===== RECORDED DATA

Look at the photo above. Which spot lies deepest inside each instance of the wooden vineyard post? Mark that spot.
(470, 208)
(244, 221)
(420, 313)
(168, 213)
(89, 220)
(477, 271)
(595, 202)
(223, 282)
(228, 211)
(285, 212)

==========

## GIVEN TASK
Render the listing above as a two-column CSV with the headers instruction and answer, one row per instruction alongside its answer. Enclose each value in double quotes and replace any line breaks with spaces.

## SOLUTION FOR THIS TASK
instruction,answer
"Look at the photo above. Which spot lies deepest inside each instance of the wooden vineyard post? Mark that spot.","(470, 208) (244, 221) (420, 313) (168, 213) (89, 220) (477, 271) (595, 202) (223, 282) (228, 211) (285, 212)"